Turn the listing below into a numbered list, one line per entry, leaving out any blank lines.

RECORDS:
------

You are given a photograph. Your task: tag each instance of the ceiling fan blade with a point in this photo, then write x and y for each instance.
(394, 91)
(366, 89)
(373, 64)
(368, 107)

------

RIGHT ANSWER:
1. You are given a photograph. Your task: tag each instance of the ceiling fan blade with a point in this photo, then write x and y for each instance.
2. (394, 91)
3. (366, 89)
4. (373, 64)
5. (368, 107)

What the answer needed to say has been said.